Team News Riveting
Chennai, October 18
The Justice Aruna Jagadeesan Commission of Inquiry on the Thoothukudi firing near Vedanta’s Sterlite’s copper smelter plant in Tamil Nadu has submitted its report indicting police for the lapse.
In the incident that took place on May 22, 2018, 13 people were killed and more than 100 injured. The report was tabled in Tamil Nadu Assembly today.
According to the report, the lack of coordination between District Collector and policemen was the main reason that led to the incident. The commission has reportedly suggested strict action on 17 police officers.
The commission was constituted by the then AIADMK government to inquire into the details of the police firing which resulted in the killing of civilians who were protesting against industrial pollution in the city, allegedly caused by the Vedanta’s Sterlite’s copper smelter plant at Thoothukudi.
The commission, which has had two extensions because of the COVID-19 pandemic, took four years to complete its inquiry. However, it had submitted an interim report to the government in May 2021 in which it had identified the injured victims and those who had lost employment opportunities because of police interrogations and recommended the government to provide adequate compensation to them.
After the incident, the state government ordered the closure of plant. The Madras High Court upheld the May 2018 decision of the Tamil Nadu government to close down Sterlite Copper, a unit of Vedanta group, over allegations of polluting the environment in Thoothukudi, a port town about 610 kms from Chennai. In August 2020, Vedanta moved the Supreme Court to challenge the Madras High Court order.
Tuticorin smelter accounts for 40 percent of the country’s copper smelting capacity besides providing direct and indirect jobs to over 15,000 people.

**TASK ITEM**. According to the news report on the Thoothukudi firing, what did the commission's report find to be the main reason behind the incident? Answer in one to three sentences.

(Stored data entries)
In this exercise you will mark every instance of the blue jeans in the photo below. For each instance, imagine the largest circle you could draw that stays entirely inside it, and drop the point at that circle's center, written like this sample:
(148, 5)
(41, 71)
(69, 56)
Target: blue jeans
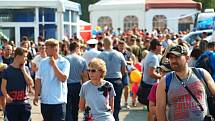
(53, 112)
(72, 101)
(118, 87)
(18, 112)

**COMPLETED EXERCISE**. The commission's report found that the main reason for the incident was a lack of coordination between the District Collector and the policemen. It reportedly suggested strict action against 17 police officers.